Work to be completed: Could each entry below be printed again exactly as given?

Source data:
* * *

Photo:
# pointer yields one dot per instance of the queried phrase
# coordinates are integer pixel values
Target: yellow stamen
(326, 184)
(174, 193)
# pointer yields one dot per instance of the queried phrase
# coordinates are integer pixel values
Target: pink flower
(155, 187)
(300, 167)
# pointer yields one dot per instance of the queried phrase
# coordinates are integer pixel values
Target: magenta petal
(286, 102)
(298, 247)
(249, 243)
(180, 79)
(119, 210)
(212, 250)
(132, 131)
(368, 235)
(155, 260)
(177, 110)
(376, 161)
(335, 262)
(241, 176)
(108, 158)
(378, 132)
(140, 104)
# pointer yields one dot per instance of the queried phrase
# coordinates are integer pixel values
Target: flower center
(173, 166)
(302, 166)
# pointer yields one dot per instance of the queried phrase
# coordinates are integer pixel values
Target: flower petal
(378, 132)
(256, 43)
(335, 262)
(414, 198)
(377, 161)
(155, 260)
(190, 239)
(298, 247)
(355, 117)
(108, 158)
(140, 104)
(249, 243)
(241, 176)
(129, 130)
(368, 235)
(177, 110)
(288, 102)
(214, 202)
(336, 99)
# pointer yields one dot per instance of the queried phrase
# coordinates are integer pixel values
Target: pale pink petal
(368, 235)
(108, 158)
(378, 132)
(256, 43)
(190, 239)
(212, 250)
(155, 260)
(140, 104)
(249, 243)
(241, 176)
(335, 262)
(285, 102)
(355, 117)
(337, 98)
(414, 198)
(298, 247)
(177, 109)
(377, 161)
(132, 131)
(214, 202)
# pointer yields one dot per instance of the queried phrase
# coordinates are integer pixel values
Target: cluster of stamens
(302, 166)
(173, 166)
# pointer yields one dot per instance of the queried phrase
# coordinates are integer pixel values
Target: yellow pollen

* * *

Result:
Photo:
# pointer yields one dot per instance of the queried phrase
# coordinates are integer pixel values
Target: yellow stamen
(326, 184)
(174, 193)
# pointer yields one dot per instance of the queried phrase
# coordinates are integer pixel values
Target: pink flower
(155, 187)
(300, 167)
# pointer yields one dot per instance of the queried phrase
# coordinates are integer pixel values
Target: magenta petal
(286, 102)
(298, 247)
(249, 243)
(180, 79)
(119, 210)
(212, 250)
(132, 131)
(368, 235)
(155, 260)
(177, 110)
(376, 161)
(335, 262)
(241, 176)
(108, 158)
(378, 132)
(140, 104)
# pointer yields one dot per instance of the queried phrase
# coordinates are integer pixel values
Target: flower center
(173, 166)
(302, 166)
# pointer yields one dot per instance of the queried phrase
# coordinates are integer pixel values
Target: flower petal
(378, 132)
(256, 43)
(335, 262)
(414, 198)
(377, 161)
(155, 260)
(190, 239)
(298, 247)
(355, 117)
(108, 158)
(140, 104)
(249, 243)
(241, 176)
(129, 130)
(368, 235)
(177, 110)
(288, 102)
(214, 202)
(336, 99)
# pointer yields one dot per instance of the queried phrase
# coordinates are integer pixel values
Target: pale pink petal
(368, 235)
(108, 158)
(378, 132)
(256, 43)
(190, 239)
(212, 250)
(155, 260)
(140, 104)
(249, 243)
(241, 176)
(335, 262)
(285, 102)
(355, 117)
(337, 98)
(414, 198)
(298, 247)
(177, 109)
(377, 161)
(132, 131)
(214, 202)
# pointer yields one dot per instance of the queried phrase
# coordinates are integer pixel values
Target: cluster of stamens
(302, 166)
(173, 166)
# pointer yields one dot per instance of the queried phrase
# coordinates are integer pixel values
Target: yellow pollen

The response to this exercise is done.